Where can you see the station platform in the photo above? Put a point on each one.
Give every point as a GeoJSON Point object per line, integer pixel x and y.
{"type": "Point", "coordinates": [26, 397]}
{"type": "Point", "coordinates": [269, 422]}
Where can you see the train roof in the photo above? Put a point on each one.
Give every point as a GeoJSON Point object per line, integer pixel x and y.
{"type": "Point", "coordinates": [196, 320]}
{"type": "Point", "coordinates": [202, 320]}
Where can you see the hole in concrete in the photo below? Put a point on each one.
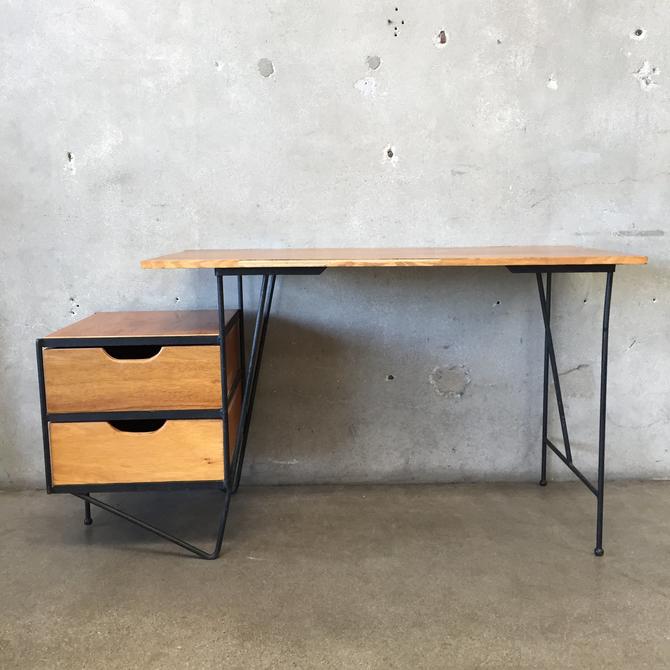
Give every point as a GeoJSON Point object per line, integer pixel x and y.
{"type": "Point", "coordinates": [374, 62]}
{"type": "Point", "coordinates": [440, 40]}
{"type": "Point", "coordinates": [266, 67]}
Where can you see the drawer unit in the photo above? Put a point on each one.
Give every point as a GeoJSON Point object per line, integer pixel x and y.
{"type": "Point", "coordinates": [110, 379]}
{"type": "Point", "coordinates": [140, 451]}
{"type": "Point", "coordinates": [134, 398]}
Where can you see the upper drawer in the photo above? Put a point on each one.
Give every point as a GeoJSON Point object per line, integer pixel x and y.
{"type": "Point", "coordinates": [177, 377]}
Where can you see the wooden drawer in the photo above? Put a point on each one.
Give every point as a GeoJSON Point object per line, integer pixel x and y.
{"type": "Point", "coordinates": [178, 451]}
{"type": "Point", "coordinates": [108, 379]}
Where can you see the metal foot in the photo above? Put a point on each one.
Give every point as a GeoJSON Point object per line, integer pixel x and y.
{"type": "Point", "coordinates": [201, 553]}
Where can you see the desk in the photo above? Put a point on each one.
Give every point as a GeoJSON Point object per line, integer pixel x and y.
{"type": "Point", "coordinates": [542, 261]}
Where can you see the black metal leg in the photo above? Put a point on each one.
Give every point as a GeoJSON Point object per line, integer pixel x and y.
{"type": "Point", "coordinates": [549, 345]}
{"type": "Point", "coordinates": [224, 382]}
{"type": "Point", "coordinates": [87, 513]}
{"type": "Point", "coordinates": [550, 361]}
{"type": "Point", "coordinates": [253, 370]}
{"type": "Point", "coordinates": [603, 415]}
{"type": "Point", "coordinates": [166, 536]}
{"type": "Point", "coordinates": [545, 389]}
{"type": "Point", "coordinates": [227, 470]}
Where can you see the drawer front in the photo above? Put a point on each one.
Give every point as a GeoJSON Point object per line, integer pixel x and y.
{"type": "Point", "coordinates": [178, 451]}
{"type": "Point", "coordinates": [182, 377]}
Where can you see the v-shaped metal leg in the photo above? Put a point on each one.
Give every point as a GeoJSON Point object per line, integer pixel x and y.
{"type": "Point", "coordinates": [550, 363]}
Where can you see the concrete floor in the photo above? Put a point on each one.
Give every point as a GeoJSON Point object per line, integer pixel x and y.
{"type": "Point", "coordinates": [459, 576]}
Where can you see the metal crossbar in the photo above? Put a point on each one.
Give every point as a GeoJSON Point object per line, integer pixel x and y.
{"type": "Point", "coordinates": [550, 364]}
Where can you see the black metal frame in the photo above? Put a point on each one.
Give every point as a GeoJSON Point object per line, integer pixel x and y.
{"type": "Point", "coordinates": [248, 379]}
{"type": "Point", "coordinates": [544, 289]}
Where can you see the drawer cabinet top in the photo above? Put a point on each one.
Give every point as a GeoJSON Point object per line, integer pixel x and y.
{"type": "Point", "coordinates": [176, 323]}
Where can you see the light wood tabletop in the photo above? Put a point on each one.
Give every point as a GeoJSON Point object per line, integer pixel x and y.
{"type": "Point", "coordinates": [398, 257]}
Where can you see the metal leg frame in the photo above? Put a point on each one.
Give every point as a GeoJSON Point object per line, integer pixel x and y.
{"type": "Point", "coordinates": [250, 369]}
{"type": "Point", "coordinates": [550, 363]}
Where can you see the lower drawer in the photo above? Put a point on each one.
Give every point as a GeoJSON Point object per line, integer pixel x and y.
{"type": "Point", "coordinates": [99, 452]}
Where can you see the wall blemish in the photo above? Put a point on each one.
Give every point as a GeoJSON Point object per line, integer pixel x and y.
{"type": "Point", "coordinates": [646, 75]}
{"type": "Point", "coordinates": [70, 166]}
{"type": "Point", "coordinates": [450, 382]}
{"type": "Point", "coordinates": [373, 62]}
{"type": "Point", "coordinates": [440, 40]}
{"type": "Point", "coordinates": [366, 86]}
{"type": "Point", "coordinates": [390, 155]}
{"type": "Point", "coordinates": [266, 67]}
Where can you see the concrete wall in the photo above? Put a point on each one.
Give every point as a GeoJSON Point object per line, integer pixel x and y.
{"type": "Point", "coordinates": [130, 129]}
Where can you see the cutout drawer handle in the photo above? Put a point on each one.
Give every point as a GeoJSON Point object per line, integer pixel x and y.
{"type": "Point", "coordinates": [138, 426]}
{"type": "Point", "coordinates": [133, 353]}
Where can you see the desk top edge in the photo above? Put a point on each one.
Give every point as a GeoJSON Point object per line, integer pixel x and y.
{"type": "Point", "coordinates": [392, 257]}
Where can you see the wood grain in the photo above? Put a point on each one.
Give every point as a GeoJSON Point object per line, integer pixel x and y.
{"type": "Point", "coordinates": [181, 377]}
{"type": "Point", "coordinates": [360, 257]}
{"type": "Point", "coordinates": [176, 323]}
{"type": "Point", "coordinates": [179, 451]}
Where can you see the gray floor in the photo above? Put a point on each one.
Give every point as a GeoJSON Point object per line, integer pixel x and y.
{"type": "Point", "coordinates": [461, 576]}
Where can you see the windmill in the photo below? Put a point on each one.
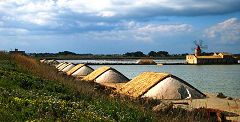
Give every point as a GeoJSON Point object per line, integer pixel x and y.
{"type": "Point", "coordinates": [199, 46]}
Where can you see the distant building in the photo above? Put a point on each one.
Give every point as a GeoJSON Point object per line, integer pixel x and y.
{"type": "Point", "coordinates": [16, 51]}
{"type": "Point", "coordinates": [216, 58]}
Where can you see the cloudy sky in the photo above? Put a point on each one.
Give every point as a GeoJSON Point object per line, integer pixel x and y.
{"type": "Point", "coordinates": [119, 26]}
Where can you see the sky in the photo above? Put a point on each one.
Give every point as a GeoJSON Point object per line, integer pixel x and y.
{"type": "Point", "coordinates": [119, 26]}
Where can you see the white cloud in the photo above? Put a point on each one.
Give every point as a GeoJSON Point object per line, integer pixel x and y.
{"type": "Point", "coordinates": [13, 31]}
{"type": "Point", "coordinates": [226, 32]}
{"type": "Point", "coordinates": [142, 33]}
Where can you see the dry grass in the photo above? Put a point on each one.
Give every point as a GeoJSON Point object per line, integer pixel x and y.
{"type": "Point", "coordinates": [142, 83]}
{"type": "Point", "coordinates": [50, 73]}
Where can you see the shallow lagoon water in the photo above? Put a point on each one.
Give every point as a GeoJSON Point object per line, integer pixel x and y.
{"type": "Point", "coordinates": [206, 78]}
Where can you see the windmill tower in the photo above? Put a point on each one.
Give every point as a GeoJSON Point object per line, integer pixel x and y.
{"type": "Point", "coordinates": [199, 46]}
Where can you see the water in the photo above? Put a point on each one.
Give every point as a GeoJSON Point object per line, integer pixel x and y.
{"type": "Point", "coordinates": [206, 78]}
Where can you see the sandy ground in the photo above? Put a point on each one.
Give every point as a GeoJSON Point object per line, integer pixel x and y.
{"type": "Point", "coordinates": [230, 107]}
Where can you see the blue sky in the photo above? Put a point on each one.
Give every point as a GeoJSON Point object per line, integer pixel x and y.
{"type": "Point", "coordinates": [119, 26]}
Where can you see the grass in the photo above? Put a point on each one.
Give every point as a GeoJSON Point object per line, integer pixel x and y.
{"type": "Point", "coordinates": [30, 91]}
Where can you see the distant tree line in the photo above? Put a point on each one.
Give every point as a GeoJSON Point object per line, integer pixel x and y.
{"type": "Point", "coordinates": [150, 54]}
{"type": "Point", "coordinates": [68, 54]}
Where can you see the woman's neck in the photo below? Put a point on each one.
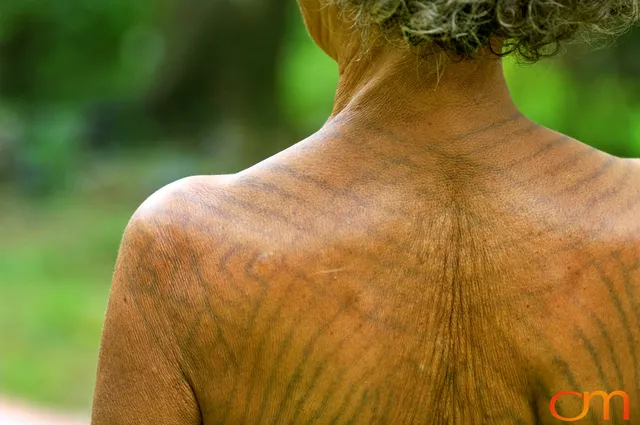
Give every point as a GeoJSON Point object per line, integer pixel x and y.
{"type": "Point", "coordinates": [413, 97]}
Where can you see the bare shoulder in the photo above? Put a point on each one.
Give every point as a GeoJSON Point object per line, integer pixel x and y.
{"type": "Point", "coordinates": [160, 255]}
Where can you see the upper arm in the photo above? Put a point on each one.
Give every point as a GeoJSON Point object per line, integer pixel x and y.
{"type": "Point", "coordinates": [140, 377]}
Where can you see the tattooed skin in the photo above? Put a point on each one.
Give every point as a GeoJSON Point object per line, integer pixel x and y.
{"type": "Point", "coordinates": [429, 257]}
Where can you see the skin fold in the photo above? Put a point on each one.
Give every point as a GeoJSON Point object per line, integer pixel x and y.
{"type": "Point", "coordinates": [430, 256]}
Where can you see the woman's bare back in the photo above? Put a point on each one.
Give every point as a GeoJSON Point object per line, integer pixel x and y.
{"type": "Point", "coordinates": [363, 295]}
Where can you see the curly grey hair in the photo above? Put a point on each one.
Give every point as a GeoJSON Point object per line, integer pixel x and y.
{"type": "Point", "coordinates": [531, 28]}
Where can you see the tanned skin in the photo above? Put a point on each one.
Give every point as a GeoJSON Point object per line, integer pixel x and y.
{"type": "Point", "coordinates": [430, 257]}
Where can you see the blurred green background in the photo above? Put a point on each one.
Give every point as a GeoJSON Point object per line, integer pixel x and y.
{"type": "Point", "coordinates": [103, 102]}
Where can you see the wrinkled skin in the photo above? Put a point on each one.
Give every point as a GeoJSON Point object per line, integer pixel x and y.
{"type": "Point", "coordinates": [430, 256]}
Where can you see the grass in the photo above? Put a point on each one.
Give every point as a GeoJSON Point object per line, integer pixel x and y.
{"type": "Point", "coordinates": [56, 263]}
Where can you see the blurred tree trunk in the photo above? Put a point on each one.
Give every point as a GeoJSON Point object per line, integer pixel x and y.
{"type": "Point", "coordinates": [220, 74]}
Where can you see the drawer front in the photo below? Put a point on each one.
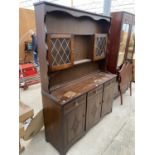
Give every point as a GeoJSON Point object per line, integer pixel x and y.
{"type": "Point", "coordinates": [74, 104]}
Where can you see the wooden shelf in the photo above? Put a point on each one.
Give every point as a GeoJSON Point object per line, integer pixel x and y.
{"type": "Point", "coordinates": [80, 86]}
{"type": "Point", "coordinates": [82, 61]}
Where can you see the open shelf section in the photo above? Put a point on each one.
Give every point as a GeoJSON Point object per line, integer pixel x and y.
{"type": "Point", "coordinates": [82, 61]}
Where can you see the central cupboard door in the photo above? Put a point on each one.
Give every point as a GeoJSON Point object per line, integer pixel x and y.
{"type": "Point", "coordinates": [94, 102]}
{"type": "Point", "coordinates": [108, 96]}
{"type": "Point", "coordinates": [74, 119]}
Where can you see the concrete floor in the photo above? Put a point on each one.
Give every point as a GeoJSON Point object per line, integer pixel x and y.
{"type": "Point", "coordinates": [113, 135]}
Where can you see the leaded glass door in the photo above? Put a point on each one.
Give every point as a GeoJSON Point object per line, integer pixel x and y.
{"type": "Point", "coordinates": [60, 54]}
{"type": "Point", "coordinates": [100, 44]}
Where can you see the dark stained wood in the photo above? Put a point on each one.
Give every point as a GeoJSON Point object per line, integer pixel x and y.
{"type": "Point", "coordinates": [118, 19]}
{"type": "Point", "coordinates": [100, 42]}
{"type": "Point", "coordinates": [72, 89]}
{"type": "Point", "coordinates": [108, 96]}
{"type": "Point", "coordinates": [94, 102]}
{"type": "Point", "coordinates": [114, 46]}
{"type": "Point", "coordinates": [57, 52]}
{"type": "Point", "coordinates": [74, 124]}
{"type": "Point", "coordinates": [80, 86]}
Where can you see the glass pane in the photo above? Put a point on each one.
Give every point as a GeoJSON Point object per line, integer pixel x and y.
{"type": "Point", "coordinates": [131, 44]}
{"type": "Point", "coordinates": [123, 42]}
{"type": "Point", "coordinates": [60, 51]}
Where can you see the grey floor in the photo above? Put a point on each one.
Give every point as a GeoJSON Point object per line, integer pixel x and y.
{"type": "Point", "coordinates": [113, 135]}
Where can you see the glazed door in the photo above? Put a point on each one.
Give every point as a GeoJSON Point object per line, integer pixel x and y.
{"type": "Point", "coordinates": [74, 123]}
{"type": "Point", "coordinates": [123, 43]}
{"type": "Point", "coordinates": [100, 45]}
{"type": "Point", "coordinates": [131, 46]}
{"type": "Point", "coordinates": [60, 55]}
{"type": "Point", "coordinates": [108, 96]}
{"type": "Point", "coordinates": [94, 102]}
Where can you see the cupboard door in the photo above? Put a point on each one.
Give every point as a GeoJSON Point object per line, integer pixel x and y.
{"type": "Point", "coordinates": [75, 123]}
{"type": "Point", "coordinates": [108, 96]}
{"type": "Point", "coordinates": [100, 45]}
{"type": "Point", "coordinates": [94, 101]}
{"type": "Point", "coordinates": [123, 44]}
{"type": "Point", "coordinates": [60, 55]}
{"type": "Point", "coordinates": [131, 46]}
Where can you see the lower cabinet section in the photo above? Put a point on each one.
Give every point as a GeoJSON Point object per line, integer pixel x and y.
{"type": "Point", "coordinates": [65, 124]}
{"type": "Point", "coordinates": [108, 95]}
{"type": "Point", "coordinates": [94, 102]}
{"type": "Point", "coordinates": [74, 122]}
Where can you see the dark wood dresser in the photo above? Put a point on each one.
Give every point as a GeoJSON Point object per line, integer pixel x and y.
{"type": "Point", "coordinates": [121, 44]}
{"type": "Point", "coordinates": [77, 92]}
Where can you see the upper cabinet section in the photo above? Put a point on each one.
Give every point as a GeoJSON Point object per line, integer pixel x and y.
{"type": "Point", "coordinates": [120, 40]}
{"type": "Point", "coordinates": [131, 47]}
{"type": "Point", "coordinates": [123, 43]}
{"type": "Point", "coordinates": [60, 53]}
{"type": "Point", "coordinates": [69, 37]}
{"type": "Point", "coordinates": [100, 44]}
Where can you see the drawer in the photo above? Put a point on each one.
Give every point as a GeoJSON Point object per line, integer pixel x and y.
{"type": "Point", "coordinates": [95, 91]}
{"type": "Point", "coordinates": [110, 81]}
{"type": "Point", "coordinates": [74, 104]}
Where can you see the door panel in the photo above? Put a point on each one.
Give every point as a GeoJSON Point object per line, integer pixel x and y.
{"type": "Point", "coordinates": [74, 123]}
{"type": "Point", "coordinates": [94, 102]}
{"type": "Point", "coordinates": [108, 96]}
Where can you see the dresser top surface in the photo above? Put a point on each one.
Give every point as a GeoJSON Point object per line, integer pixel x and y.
{"type": "Point", "coordinates": [73, 89]}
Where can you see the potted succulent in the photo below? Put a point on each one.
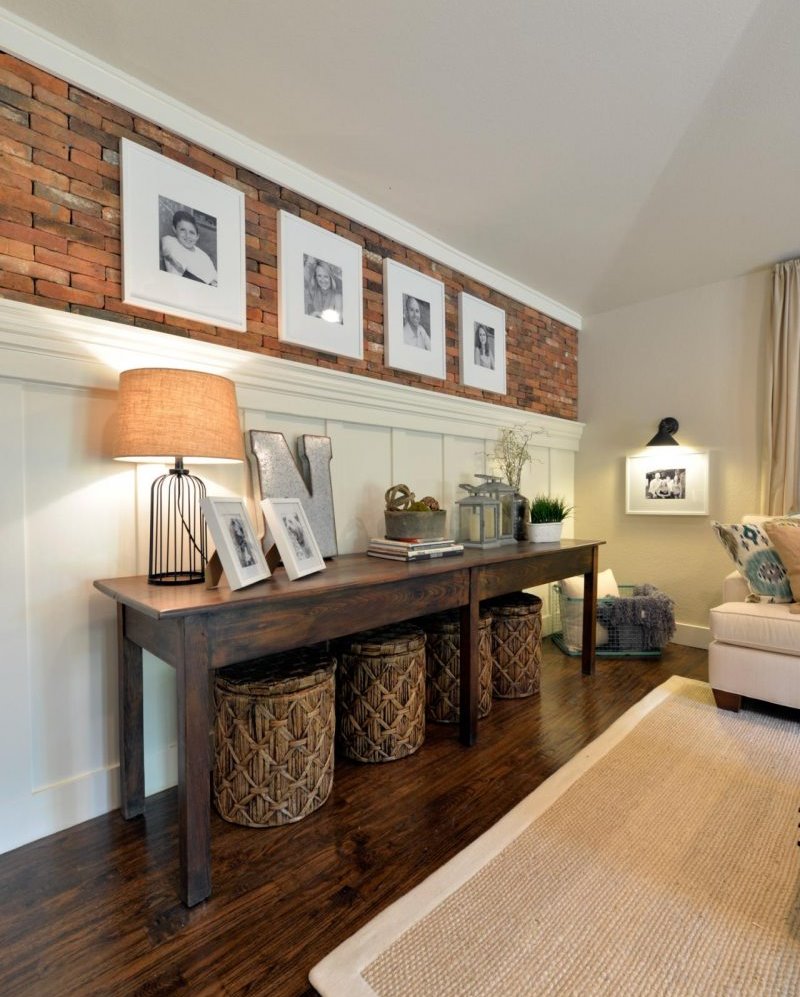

──────────

**The request:**
Gather every line above that contains the word "concrete", copying each one in full. Treat the match as case-sensitive.

**Exercise answer:**
Where can you see the hole in concrete in the photo below? Put a point on each one.
Where can you see the concrete floor in the photo above? Put a point on each one.
Where can you see the concrete wall in the photo above? Put a point on each one.
Where can you see the concrete floor in the photo above? Put a point on each one.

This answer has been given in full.